| Given instruction |
Transcribe all records exactly.

Items listed in a dataset:
◇ ◇ ◇

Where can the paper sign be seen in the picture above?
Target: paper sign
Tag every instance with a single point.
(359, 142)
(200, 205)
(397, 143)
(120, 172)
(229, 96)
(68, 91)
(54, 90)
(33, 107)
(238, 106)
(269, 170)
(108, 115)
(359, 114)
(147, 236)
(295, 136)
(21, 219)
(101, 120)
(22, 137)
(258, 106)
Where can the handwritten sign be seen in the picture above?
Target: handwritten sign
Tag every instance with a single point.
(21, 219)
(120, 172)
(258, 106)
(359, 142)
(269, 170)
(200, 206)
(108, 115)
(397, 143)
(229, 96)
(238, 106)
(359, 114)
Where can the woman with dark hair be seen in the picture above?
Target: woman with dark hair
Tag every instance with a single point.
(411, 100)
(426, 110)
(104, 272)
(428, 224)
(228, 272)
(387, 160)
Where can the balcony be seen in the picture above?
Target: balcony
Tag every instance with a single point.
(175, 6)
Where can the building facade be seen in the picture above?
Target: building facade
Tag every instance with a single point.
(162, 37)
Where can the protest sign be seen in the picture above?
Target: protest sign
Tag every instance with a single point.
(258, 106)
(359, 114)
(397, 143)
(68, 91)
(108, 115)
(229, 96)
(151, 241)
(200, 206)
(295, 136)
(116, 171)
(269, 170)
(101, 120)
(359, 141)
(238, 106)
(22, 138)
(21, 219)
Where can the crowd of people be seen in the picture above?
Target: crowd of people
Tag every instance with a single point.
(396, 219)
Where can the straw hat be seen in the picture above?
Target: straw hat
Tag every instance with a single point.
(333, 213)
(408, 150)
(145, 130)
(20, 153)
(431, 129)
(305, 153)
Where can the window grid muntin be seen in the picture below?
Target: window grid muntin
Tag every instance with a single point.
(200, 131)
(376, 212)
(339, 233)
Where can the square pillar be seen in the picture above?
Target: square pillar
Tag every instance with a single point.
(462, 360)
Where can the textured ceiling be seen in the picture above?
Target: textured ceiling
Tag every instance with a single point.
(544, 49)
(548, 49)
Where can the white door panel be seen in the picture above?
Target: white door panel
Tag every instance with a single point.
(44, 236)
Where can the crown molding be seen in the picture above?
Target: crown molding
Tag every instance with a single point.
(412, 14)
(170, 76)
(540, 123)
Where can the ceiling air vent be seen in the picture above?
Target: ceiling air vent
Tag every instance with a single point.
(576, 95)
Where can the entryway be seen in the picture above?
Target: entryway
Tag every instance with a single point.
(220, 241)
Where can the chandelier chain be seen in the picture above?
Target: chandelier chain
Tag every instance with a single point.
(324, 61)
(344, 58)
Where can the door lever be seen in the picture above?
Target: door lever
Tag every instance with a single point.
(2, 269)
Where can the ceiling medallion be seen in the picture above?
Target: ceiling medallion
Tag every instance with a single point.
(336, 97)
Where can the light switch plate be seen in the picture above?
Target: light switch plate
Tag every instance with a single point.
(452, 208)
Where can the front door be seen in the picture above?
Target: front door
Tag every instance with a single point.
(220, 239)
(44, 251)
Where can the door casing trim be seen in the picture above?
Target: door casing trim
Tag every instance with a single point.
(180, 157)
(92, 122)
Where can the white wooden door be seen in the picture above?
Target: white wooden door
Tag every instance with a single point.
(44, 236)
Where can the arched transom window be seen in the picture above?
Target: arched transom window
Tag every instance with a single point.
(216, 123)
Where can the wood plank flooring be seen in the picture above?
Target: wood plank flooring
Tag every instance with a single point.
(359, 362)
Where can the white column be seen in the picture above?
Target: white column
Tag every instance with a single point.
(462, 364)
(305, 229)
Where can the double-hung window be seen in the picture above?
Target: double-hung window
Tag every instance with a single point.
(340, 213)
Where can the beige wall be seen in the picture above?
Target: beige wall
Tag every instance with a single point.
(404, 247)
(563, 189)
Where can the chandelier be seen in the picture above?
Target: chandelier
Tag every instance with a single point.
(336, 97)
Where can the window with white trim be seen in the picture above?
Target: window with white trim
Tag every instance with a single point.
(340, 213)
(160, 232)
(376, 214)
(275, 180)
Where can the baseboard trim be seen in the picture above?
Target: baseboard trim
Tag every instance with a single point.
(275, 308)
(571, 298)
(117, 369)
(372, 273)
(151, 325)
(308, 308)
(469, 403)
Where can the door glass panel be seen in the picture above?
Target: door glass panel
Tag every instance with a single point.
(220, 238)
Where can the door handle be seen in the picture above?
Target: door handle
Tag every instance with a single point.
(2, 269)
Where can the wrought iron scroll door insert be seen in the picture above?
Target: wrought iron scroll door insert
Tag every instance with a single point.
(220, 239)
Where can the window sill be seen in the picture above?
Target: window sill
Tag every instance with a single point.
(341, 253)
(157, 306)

◇ ◇ ◇

| Solution |
Where can the paper sign be seen in the picture above?
Target: paper sign
Tag every instance with a single point.
(359, 142)
(200, 205)
(397, 143)
(120, 172)
(229, 96)
(68, 91)
(54, 90)
(33, 107)
(238, 106)
(269, 170)
(108, 115)
(359, 114)
(147, 236)
(295, 136)
(21, 219)
(101, 120)
(22, 137)
(258, 106)
Where can the handwritten sign be seen in the picture above?
Target: handwritten sign
Tag every instance with a single point.
(21, 219)
(120, 172)
(258, 106)
(359, 142)
(269, 170)
(200, 206)
(108, 115)
(397, 143)
(229, 96)
(238, 106)
(359, 114)
Where can the woman with dark hair be seen in the picture above?
Target: woman with dark hair
Tag every instance with a single point.
(411, 100)
(426, 110)
(104, 272)
(428, 224)
(228, 272)
(387, 160)
Where can the balcony be seen in the picture above?
Target: balcony
Tag every instance with a single point.
(175, 6)
Where can the building facade be seen in the picture above?
Target: building facade
Tag every instance with a single point.
(162, 37)
Where can the protest sign be seen in the picture above?
Target: protest sign
Tag every instance with a single point.
(258, 106)
(359, 114)
(397, 143)
(68, 91)
(108, 115)
(229, 96)
(151, 241)
(200, 206)
(295, 136)
(116, 171)
(269, 170)
(101, 120)
(359, 141)
(238, 106)
(22, 138)
(21, 219)
Where can the crowd of people be seen in the picture above?
Target: crowd of people
Tag every instance with a single point.
(396, 219)
Where can the straw hat be seen in the picture above?
Target: straw hat
Tag every instance with a single point.
(333, 213)
(408, 150)
(145, 130)
(20, 153)
(431, 129)
(305, 153)
Where can the window grid muntin be seen in the picture below?
Target: window grid muntin
Tag every instance with a single point.
(200, 131)
(376, 212)
(339, 233)
Where can the square pillar be seen in the picture above?
Target: square pillar
Tag every instance with a single point.
(462, 360)
Where can the textured ceiling be seen in the picture above?
Target: textured ceiling
Tag every instance with a single point.
(544, 49)
(548, 49)
Where can the white door panel be seen in the picture above?
Target: white door panel
Tag every instance with a single point.
(44, 236)
Where can the crown molding be seen in the picture above?
Target: crown molding
Tag every instance with a single point.
(412, 14)
(170, 76)
(540, 123)
Where can the ceiling air vent be seen in the picture above?
Target: ceiling air vent
Tag every instance with a single point.
(576, 95)
Where can the entryway be seen in the picture above?
Target: entryway
Tag every instance with a single point.
(220, 241)
Where can the chandelier chain be seen in the picture above?
Target: chandelier chain
Tag every instance with a single point.
(324, 61)
(344, 58)
Where can the door lever be seen in the picture above?
Target: door lever
Tag every instance with a single point.
(2, 269)
Where can the ceiling medallion be seen in the picture above?
Target: ceiling medallion
Tag every instance with a single point.
(336, 97)
Where can the light switch plate be seen in the picture above?
Target: light switch plate
Tag every instance with a single point.
(452, 208)
Where can the front door be seen in the picture above?
Target: front door
Tag every instance with a single point.
(220, 239)
(44, 251)
Where can the door casing trim be seen in the picture above?
Target: door casing trim
Tag every instance with a single point.
(180, 157)
(92, 122)
Where can the white wooden door be seen in the picture above?
Target: white wooden door
Tag every instance with a single point.
(44, 236)
Where can the arched transom window be seen in the picture above?
Target: arched transom window
Tag every instance with a single point.
(216, 123)
Where can the wood plank flooring be seen in the picture above?
Target: wood plank flooring
Tag every instance with a single point.
(359, 362)
Where can the white column be seen in the picture above?
Target: white column
Tag every instance with a single point.
(462, 364)
(305, 229)
Where can the double-hung window be seen in the picture above?
Target: double-hung window
Tag every instance with a single point.
(340, 213)
Where can the beige wall be seen in the picture above?
Target: beige wall
Tag every instance with a single point.
(404, 247)
(563, 189)
Where can the chandelier be seen in the picture above?
Target: chandelier
Tag every instance with a single point.
(336, 97)
Where can the window with white trim be seen in the picture above?
Target: window with white trim
Tag every instance with a single point.
(340, 213)
(160, 232)
(376, 214)
(275, 180)
Where can the baseboard trim be seen in the picture above?
Target: baseboard trim
Tag every instance with a single point.
(275, 308)
(571, 298)
(117, 369)
(372, 273)
(151, 325)
(308, 308)
(469, 403)
Where can the door glass panel be seen in the picture above?
Target: door glass panel
Tag every instance with a single point.
(220, 238)
Where can the door handle be seen in the picture above?
Target: door handle
Tag every instance with a single point.
(2, 269)
Where can the wrought iron scroll door insert be seen in the picture above?
Target: wrought iron scroll door insert
Tag every instance with a single point.
(220, 239)
Where can the window sill be seen in the picture above?
Target: window sill
Tag every instance with a single point.
(341, 253)
(157, 306)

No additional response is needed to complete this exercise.